## BEGIN DATA IN THIS EXERCISE
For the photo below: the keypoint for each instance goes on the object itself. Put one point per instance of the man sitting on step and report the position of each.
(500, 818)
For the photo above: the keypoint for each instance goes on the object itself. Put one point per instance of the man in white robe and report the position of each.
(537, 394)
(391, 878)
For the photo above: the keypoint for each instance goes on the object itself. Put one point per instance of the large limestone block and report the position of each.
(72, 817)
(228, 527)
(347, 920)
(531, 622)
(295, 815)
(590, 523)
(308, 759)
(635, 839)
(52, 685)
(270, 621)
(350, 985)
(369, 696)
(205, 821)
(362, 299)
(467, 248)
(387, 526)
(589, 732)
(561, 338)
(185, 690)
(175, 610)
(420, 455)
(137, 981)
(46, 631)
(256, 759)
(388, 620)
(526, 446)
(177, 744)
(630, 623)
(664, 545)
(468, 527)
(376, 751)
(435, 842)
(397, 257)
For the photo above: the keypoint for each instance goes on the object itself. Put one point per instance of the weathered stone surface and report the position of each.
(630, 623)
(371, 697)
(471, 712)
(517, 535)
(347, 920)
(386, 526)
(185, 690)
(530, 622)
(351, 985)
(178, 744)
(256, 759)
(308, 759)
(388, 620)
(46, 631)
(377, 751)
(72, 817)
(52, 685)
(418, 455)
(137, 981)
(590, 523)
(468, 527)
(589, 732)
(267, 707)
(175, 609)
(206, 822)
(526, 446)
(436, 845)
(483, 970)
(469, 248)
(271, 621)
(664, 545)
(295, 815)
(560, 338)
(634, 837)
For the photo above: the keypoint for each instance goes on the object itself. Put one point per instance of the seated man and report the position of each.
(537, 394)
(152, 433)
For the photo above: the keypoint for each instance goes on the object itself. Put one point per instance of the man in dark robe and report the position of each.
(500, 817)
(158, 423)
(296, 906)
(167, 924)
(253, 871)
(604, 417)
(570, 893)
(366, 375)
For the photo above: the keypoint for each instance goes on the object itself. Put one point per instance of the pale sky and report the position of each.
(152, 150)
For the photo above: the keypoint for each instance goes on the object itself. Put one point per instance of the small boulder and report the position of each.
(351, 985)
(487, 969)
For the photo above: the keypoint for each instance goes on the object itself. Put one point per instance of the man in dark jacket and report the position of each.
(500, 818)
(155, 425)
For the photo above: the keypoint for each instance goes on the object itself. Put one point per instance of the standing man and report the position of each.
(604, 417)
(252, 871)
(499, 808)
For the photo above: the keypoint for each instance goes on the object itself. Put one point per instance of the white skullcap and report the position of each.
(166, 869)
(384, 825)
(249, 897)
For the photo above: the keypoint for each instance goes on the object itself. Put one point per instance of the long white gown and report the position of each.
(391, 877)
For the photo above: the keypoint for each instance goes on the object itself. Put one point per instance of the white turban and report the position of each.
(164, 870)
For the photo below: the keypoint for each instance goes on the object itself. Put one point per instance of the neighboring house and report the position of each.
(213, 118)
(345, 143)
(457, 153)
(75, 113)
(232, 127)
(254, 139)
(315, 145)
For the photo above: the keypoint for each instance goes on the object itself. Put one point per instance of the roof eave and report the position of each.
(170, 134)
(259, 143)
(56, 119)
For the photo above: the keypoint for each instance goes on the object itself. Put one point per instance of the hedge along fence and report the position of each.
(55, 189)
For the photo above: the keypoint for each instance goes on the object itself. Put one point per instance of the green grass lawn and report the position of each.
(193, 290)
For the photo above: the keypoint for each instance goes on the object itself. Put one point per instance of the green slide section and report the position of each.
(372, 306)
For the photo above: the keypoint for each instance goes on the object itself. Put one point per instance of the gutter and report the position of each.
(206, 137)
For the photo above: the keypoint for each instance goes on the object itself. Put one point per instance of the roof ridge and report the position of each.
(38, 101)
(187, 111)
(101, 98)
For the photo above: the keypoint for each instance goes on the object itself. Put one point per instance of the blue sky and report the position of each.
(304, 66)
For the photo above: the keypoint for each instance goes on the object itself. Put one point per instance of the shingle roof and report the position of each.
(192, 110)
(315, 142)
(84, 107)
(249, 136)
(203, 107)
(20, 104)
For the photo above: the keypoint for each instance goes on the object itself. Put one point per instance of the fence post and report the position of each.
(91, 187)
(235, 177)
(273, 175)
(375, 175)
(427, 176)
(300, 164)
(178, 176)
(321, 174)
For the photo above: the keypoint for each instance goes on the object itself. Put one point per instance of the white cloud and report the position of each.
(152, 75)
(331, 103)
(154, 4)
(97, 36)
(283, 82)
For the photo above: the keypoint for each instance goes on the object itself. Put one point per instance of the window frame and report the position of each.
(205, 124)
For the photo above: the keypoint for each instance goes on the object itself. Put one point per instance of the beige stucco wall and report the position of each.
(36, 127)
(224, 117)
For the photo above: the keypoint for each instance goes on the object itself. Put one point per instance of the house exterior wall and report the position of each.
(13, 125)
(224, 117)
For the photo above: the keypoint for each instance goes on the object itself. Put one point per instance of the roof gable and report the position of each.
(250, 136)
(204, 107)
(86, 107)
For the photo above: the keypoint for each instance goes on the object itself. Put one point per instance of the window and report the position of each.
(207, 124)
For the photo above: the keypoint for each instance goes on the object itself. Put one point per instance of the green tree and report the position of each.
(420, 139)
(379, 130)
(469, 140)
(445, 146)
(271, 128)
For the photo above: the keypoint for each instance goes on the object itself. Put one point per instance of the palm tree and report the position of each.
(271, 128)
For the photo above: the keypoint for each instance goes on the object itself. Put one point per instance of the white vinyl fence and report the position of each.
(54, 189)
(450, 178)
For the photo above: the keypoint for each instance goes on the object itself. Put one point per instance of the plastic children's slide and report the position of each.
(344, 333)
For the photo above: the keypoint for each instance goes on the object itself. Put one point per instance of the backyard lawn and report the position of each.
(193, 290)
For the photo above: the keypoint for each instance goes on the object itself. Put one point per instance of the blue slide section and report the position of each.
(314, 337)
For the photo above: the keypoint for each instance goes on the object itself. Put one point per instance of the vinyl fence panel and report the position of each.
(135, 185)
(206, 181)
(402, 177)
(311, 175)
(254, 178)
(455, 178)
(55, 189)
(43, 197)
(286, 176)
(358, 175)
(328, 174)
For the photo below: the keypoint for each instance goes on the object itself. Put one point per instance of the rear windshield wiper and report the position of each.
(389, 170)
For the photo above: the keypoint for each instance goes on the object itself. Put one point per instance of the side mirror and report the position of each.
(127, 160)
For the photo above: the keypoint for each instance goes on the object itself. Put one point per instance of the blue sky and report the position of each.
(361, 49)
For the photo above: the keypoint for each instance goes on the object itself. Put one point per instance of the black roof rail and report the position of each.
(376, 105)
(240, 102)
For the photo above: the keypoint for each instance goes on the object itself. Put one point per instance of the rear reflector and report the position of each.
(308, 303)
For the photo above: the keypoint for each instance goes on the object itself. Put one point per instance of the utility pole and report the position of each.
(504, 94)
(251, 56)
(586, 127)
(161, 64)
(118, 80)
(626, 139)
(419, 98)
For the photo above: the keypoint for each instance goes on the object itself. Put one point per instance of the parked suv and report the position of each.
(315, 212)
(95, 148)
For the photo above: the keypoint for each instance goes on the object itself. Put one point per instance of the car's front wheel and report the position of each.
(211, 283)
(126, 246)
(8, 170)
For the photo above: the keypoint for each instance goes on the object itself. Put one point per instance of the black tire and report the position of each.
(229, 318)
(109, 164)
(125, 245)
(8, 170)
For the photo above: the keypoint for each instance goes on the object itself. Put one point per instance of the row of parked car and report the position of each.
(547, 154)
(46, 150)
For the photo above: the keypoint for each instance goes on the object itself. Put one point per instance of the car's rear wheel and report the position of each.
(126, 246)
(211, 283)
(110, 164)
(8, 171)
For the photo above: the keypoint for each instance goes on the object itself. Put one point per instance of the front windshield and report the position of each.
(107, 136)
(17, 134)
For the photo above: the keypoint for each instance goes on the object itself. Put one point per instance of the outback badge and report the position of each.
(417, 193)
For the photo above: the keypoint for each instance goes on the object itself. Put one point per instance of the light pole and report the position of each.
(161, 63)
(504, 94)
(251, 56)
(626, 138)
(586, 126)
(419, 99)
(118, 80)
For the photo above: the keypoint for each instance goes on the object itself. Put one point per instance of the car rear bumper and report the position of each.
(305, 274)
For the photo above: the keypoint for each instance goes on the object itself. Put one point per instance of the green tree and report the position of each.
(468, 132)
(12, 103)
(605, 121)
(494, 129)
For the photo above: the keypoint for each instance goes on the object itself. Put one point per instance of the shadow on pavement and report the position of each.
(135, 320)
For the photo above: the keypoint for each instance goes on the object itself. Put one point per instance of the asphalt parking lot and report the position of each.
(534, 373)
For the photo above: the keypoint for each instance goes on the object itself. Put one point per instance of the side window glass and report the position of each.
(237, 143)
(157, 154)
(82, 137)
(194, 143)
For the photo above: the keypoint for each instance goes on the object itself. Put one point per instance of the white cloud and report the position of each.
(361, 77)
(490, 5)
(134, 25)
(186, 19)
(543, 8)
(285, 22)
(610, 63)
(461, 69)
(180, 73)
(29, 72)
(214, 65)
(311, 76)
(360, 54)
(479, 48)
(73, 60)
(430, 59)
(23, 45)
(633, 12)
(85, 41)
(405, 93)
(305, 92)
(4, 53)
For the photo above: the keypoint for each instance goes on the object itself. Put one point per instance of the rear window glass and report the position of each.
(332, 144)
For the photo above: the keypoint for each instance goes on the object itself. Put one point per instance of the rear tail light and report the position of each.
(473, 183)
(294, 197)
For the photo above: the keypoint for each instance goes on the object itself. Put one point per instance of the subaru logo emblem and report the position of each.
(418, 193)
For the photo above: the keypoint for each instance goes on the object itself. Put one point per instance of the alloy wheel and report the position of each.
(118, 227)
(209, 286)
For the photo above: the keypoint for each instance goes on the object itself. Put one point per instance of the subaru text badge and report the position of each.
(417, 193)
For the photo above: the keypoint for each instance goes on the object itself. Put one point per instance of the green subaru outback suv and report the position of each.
## END DATA IN THIS EXERCISE
→ **TASK DESCRIPTION**
Reproduce the data verbatim from the line holding "emblem and report the position of each." down to the final line of the data, including both of those lines.

→ **EXPECTED ANSWER**
For the photo above: the keypoint for each instance goes on the object itself. Put one point per instance of the subaru logo emblem and report the position of each.
(418, 193)
For the photo above: the keypoint for each instance goes on the object itself. Put one point per instance of the alloy wheel and report the position of each.
(118, 227)
(209, 286)
For the photo above: the keypoint for each instance goes on the object itself. Put one point per instance of the subaru text badge and report the position of each.
(417, 193)
For the photo above: the keypoint for each instance goes on the object itself. Put one point per instance of the green subaru outback suv and report the position of each.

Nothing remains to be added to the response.